◆ What you need to do ◆
Rewrite the data below, putting "mark" in place of each "indicate" and keeping everything else the same.

--- Begin Records provided ---

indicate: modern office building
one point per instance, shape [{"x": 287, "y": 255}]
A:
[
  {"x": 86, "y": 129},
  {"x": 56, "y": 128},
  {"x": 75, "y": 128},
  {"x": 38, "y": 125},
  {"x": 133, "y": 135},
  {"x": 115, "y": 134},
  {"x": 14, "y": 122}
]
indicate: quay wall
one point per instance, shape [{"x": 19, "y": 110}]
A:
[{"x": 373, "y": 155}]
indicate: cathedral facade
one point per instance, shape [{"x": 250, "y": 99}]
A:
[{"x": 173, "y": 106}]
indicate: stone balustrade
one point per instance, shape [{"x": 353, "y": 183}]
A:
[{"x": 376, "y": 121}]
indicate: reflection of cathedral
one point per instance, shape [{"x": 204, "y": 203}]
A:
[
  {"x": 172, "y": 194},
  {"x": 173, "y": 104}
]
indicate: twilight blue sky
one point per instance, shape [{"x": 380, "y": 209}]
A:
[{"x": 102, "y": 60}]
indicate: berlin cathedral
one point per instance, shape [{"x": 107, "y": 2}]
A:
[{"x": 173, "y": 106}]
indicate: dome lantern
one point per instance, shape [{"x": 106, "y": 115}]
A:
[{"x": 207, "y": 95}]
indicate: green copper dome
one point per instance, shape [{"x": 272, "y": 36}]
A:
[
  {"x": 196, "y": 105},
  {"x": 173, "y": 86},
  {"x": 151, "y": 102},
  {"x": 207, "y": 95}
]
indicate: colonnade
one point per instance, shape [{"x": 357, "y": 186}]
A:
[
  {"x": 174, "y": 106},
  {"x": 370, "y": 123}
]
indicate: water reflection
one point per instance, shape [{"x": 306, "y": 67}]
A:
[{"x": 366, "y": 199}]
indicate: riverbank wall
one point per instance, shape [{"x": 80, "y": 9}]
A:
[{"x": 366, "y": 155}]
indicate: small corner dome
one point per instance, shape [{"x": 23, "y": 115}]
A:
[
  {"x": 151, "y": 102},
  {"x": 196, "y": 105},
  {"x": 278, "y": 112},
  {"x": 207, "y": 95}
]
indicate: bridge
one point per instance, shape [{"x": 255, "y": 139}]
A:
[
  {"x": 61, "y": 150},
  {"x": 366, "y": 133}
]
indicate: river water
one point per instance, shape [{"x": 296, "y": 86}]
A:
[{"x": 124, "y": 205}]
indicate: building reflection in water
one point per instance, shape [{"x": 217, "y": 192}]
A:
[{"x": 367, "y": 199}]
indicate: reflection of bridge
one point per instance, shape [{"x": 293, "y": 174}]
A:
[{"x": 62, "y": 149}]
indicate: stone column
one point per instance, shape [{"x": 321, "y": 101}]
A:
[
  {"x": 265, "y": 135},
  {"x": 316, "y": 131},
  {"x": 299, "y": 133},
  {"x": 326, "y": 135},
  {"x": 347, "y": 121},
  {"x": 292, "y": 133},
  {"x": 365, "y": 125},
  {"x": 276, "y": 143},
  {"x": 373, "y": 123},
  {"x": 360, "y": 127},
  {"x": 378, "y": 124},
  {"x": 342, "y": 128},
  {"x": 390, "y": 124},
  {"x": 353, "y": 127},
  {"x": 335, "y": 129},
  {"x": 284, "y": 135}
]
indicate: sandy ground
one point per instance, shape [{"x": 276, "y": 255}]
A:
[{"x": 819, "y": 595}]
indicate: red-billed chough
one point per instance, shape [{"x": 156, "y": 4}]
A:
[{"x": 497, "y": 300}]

--- End Records provided ---

◆ Written response ◆
mark: modern office building
one point per instance, shape [{"x": 287, "y": 255}]
A:
[
  {"x": 86, "y": 129},
  {"x": 56, "y": 128},
  {"x": 75, "y": 128},
  {"x": 38, "y": 125},
  {"x": 133, "y": 135},
  {"x": 115, "y": 134},
  {"x": 14, "y": 122}
]
mark: quay wall
one point per instance, shape [{"x": 19, "y": 110}]
A:
[{"x": 373, "y": 155}]
mark: cathedral facade
one point per instance, shape [{"x": 250, "y": 99}]
A:
[{"x": 173, "y": 106}]
mark: stone balustrade
one point per instance, shape [{"x": 353, "y": 183}]
A:
[{"x": 376, "y": 121}]
mark: reflection of cathedral
one point per instance, shape [{"x": 204, "y": 203}]
A:
[
  {"x": 172, "y": 194},
  {"x": 173, "y": 104}
]
mark: twilight blue sky
one point per instance, shape [{"x": 380, "y": 209}]
A:
[{"x": 102, "y": 60}]
mark: berlin cathedral
one point per instance, shape [{"x": 107, "y": 2}]
A:
[{"x": 173, "y": 106}]
mark: dome lantern
one point per instance, shape [{"x": 106, "y": 115}]
A:
[{"x": 207, "y": 95}]
mark: green copper dome
one point per instance, shape [{"x": 272, "y": 36}]
A:
[
  {"x": 196, "y": 105},
  {"x": 173, "y": 86},
  {"x": 151, "y": 102},
  {"x": 207, "y": 95}
]
mark: colonnade
one point per instance, shape [{"x": 357, "y": 186}]
A:
[
  {"x": 174, "y": 106},
  {"x": 370, "y": 123}
]
mark: water reflection
one point per instance, shape [{"x": 306, "y": 67}]
A:
[{"x": 366, "y": 199}]
mark: riverbank wall
one point per instance, shape [{"x": 80, "y": 9}]
A:
[{"x": 366, "y": 155}]
mark: small corner dome
one point per instance, shape [{"x": 23, "y": 115}]
A:
[
  {"x": 151, "y": 102},
  {"x": 196, "y": 105},
  {"x": 278, "y": 112},
  {"x": 207, "y": 95}
]
mark: bridge
one point per instance, shape [{"x": 255, "y": 139}]
A:
[
  {"x": 61, "y": 150},
  {"x": 366, "y": 133}
]
mark: river water
one point per instance, shape [{"x": 296, "y": 86}]
A:
[{"x": 124, "y": 205}]
mark: building reflection in water
one point per instance, shape [{"x": 217, "y": 192}]
A:
[{"x": 367, "y": 199}]
mark: reflection of bridge
one point per instance, shape [{"x": 293, "y": 174}]
A:
[{"x": 62, "y": 149}]
mark: stone column
one point per instance, shape [{"x": 321, "y": 101}]
A:
[
  {"x": 265, "y": 135},
  {"x": 316, "y": 131},
  {"x": 299, "y": 133},
  {"x": 326, "y": 135},
  {"x": 347, "y": 121},
  {"x": 292, "y": 133},
  {"x": 365, "y": 125},
  {"x": 276, "y": 143},
  {"x": 373, "y": 123},
  {"x": 360, "y": 127},
  {"x": 378, "y": 124},
  {"x": 342, "y": 128},
  {"x": 390, "y": 124},
  {"x": 353, "y": 127},
  {"x": 335, "y": 129},
  {"x": 284, "y": 135}
]
mark: sandy ground
one point per instance, shape [{"x": 276, "y": 255}]
A:
[{"x": 819, "y": 595}]
mark: red-billed chough
one point per instance, shape [{"x": 156, "y": 4}]
A:
[{"x": 497, "y": 300}]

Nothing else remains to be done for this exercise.